### To-do list
1. Name each device, software platform, or computer system that the moderation post mentions, listing each only once.
2. Please repeat the moderation post word for word, from "I think with" up to and including "settings squared away.".

### Selected text
I think with less clear situations, it is important to contact the community member in question and have a private dialogue with them.
Sent from my iPad
We've only had 2-3 instances of that nature in 4+ years. But we handled each differently based on the situation.
One time where I had to delete something, there was some sensitive information in a document that should have been secured better within a different document management system than our Jive instance, but wasn't properly. And someone found it via our enterprise search engine, and then shared a link to it within Jive asking if people knew any more about it . And it contained some stuff that wasn't meant for general consumption. We just removed that one quickly and quietly without any explanation, and worked with the content owner to get their doc mgt system security settings squared away.

### Excerpted records
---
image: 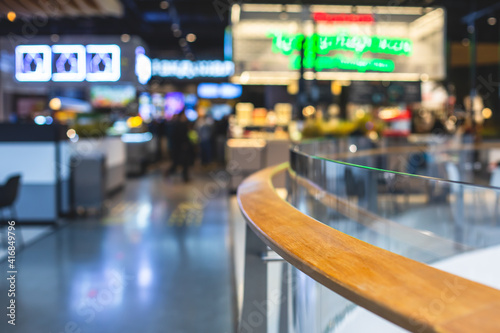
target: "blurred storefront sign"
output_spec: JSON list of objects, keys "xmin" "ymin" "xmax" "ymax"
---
[
  {"xmin": 152, "ymin": 59, "xmax": 234, "ymax": 79},
  {"xmin": 15, "ymin": 44, "xmax": 121, "ymax": 82},
  {"xmin": 232, "ymin": 4, "xmax": 446, "ymax": 84}
]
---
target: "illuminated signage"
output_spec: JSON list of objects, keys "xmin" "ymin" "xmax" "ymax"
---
[
  {"xmin": 152, "ymin": 59, "xmax": 234, "ymax": 79},
  {"xmin": 87, "ymin": 45, "xmax": 121, "ymax": 82},
  {"xmin": 15, "ymin": 44, "xmax": 121, "ymax": 82},
  {"xmin": 52, "ymin": 45, "xmax": 87, "ymax": 82},
  {"xmin": 16, "ymin": 45, "xmax": 52, "ymax": 82},
  {"xmin": 135, "ymin": 46, "xmax": 152, "ymax": 84},
  {"xmin": 198, "ymin": 83, "xmax": 243, "ymax": 99},
  {"xmin": 312, "ymin": 12, "xmax": 375, "ymax": 24},
  {"xmin": 268, "ymin": 32, "xmax": 413, "ymax": 72}
]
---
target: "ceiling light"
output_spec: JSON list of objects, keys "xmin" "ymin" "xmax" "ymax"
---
[{"xmin": 7, "ymin": 12, "xmax": 17, "ymax": 22}]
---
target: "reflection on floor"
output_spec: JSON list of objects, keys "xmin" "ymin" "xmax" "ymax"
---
[
  {"xmin": 0, "ymin": 172, "xmax": 234, "ymax": 333},
  {"xmin": 0, "ymin": 225, "xmax": 54, "ymax": 261}
]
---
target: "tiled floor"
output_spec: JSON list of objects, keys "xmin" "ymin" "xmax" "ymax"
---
[{"xmin": 0, "ymin": 172, "xmax": 234, "ymax": 333}]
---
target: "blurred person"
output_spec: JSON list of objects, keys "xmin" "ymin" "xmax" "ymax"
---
[
  {"xmin": 212, "ymin": 115, "xmax": 229, "ymax": 165},
  {"xmin": 166, "ymin": 110, "xmax": 194, "ymax": 183},
  {"xmin": 195, "ymin": 109, "xmax": 214, "ymax": 166}
]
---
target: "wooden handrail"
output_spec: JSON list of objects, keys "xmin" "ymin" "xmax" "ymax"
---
[
  {"xmin": 238, "ymin": 163, "xmax": 500, "ymax": 333},
  {"xmin": 288, "ymin": 168, "xmax": 473, "ymax": 258}
]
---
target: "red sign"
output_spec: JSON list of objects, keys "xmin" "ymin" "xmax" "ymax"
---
[{"xmin": 312, "ymin": 12, "xmax": 375, "ymax": 24}]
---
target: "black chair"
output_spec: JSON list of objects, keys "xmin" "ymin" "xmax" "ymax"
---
[{"xmin": 0, "ymin": 175, "xmax": 22, "ymax": 248}]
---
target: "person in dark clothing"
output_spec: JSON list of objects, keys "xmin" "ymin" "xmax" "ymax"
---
[{"xmin": 166, "ymin": 111, "xmax": 194, "ymax": 182}]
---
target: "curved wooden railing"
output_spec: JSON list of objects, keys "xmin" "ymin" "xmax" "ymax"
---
[{"xmin": 238, "ymin": 163, "xmax": 500, "ymax": 333}]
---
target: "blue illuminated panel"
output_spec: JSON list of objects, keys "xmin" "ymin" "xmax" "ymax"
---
[
  {"xmin": 219, "ymin": 83, "xmax": 243, "ymax": 99},
  {"xmin": 135, "ymin": 46, "xmax": 152, "ymax": 84},
  {"xmin": 16, "ymin": 45, "xmax": 52, "ymax": 82},
  {"xmin": 198, "ymin": 83, "xmax": 243, "ymax": 99},
  {"xmin": 198, "ymin": 83, "xmax": 219, "ymax": 99},
  {"xmin": 52, "ymin": 45, "xmax": 87, "ymax": 82},
  {"xmin": 87, "ymin": 44, "xmax": 121, "ymax": 82}
]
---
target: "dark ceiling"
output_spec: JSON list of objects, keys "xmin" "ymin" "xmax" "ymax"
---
[{"xmin": 0, "ymin": 0, "xmax": 500, "ymax": 59}]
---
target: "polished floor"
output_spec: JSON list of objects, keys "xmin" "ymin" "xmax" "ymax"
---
[{"xmin": 0, "ymin": 171, "xmax": 235, "ymax": 333}]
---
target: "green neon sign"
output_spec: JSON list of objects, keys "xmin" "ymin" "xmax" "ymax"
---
[
  {"xmin": 267, "ymin": 32, "xmax": 413, "ymax": 72},
  {"xmin": 290, "ymin": 54, "xmax": 394, "ymax": 72},
  {"xmin": 267, "ymin": 32, "xmax": 413, "ymax": 56}
]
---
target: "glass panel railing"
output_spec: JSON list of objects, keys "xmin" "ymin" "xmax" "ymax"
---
[{"xmin": 288, "ymin": 138, "xmax": 500, "ymax": 332}]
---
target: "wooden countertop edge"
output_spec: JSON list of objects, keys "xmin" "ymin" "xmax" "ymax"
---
[{"xmin": 238, "ymin": 163, "xmax": 500, "ymax": 333}]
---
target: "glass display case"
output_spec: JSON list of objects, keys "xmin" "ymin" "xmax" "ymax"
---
[{"xmin": 239, "ymin": 136, "xmax": 500, "ymax": 332}]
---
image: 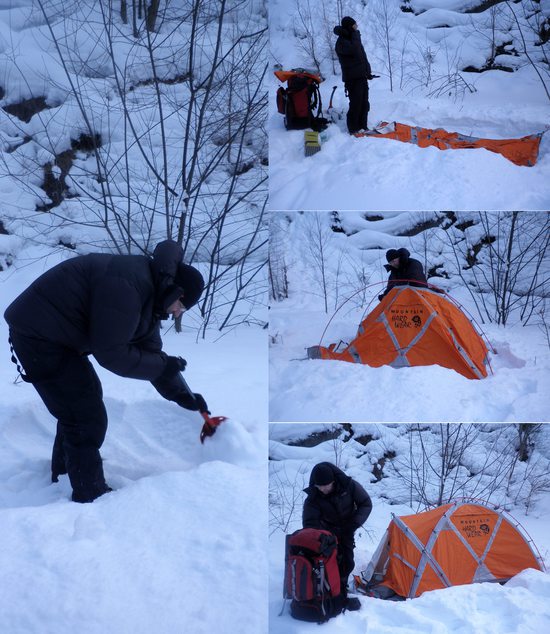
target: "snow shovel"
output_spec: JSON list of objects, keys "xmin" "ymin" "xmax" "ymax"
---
[{"xmin": 180, "ymin": 373, "xmax": 227, "ymax": 444}]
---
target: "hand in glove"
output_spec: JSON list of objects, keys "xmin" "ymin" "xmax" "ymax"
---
[
  {"xmin": 159, "ymin": 357, "xmax": 187, "ymax": 379},
  {"xmin": 176, "ymin": 392, "xmax": 210, "ymax": 414}
]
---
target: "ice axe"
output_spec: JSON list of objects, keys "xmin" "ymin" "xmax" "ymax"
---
[{"xmin": 180, "ymin": 372, "xmax": 227, "ymax": 444}]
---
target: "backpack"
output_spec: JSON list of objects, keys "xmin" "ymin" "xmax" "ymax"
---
[
  {"xmin": 284, "ymin": 528, "xmax": 344, "ymax": 623},
  {"xmin": 275, "ymin": 68, "xmax": 328, "ymax": 132}
]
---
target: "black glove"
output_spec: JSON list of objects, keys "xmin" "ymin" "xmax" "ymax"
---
[
  {"xmin": 159, "ymin": 357, "xmax": 187, "ymax": 379},
  {"xmin": 176, "ymin": 392, "xmax": 210, "ymax": 414}
]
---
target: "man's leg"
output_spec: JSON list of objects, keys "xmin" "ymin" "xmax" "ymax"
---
[
  {"xmin": 361, "ymin": 79, "xmax": 370, "ymax": 130},
  {"xmin": 8, "ymin": 334, "xmax": 110, "ymax": 502}
]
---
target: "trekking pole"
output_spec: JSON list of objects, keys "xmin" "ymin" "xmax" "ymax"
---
[
  {"xmin": 180, "ymin": 372, "xmax": 227, "ymax": 444},
  {"xmin": 327, "ymin": 86, "xmax": 338, "ymax": 123}
]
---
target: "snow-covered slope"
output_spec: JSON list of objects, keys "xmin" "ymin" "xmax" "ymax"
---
[{"xmin": 269, "ymin": 0, "xmax": 550, "ymax": 210}]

### Solved problems
1.
- iPad
- Jive
- document management system
- enterprise search engine

2.
I think with less clear situations, it is important to contact the community member in question and have a private dialogue with them.
Sent from my iPad
We've only had 2-3 instances of that nature in 4+ years. But we handled each differently based on the situation.
One time where I had to delete something, there was some sensitive information in a document that should have been secured better within a different document management system than our Jive instance, but wasn't properly. And someone found it via our enterprise search engine, and then shared a link to it within Jive asking if people knew any more about it . And it contained some stuff that wasn't meant for general consumption. We just removed that one quickly and quietly without any explanation, and worked with the content owner to get their doc mgt system security settings squared away.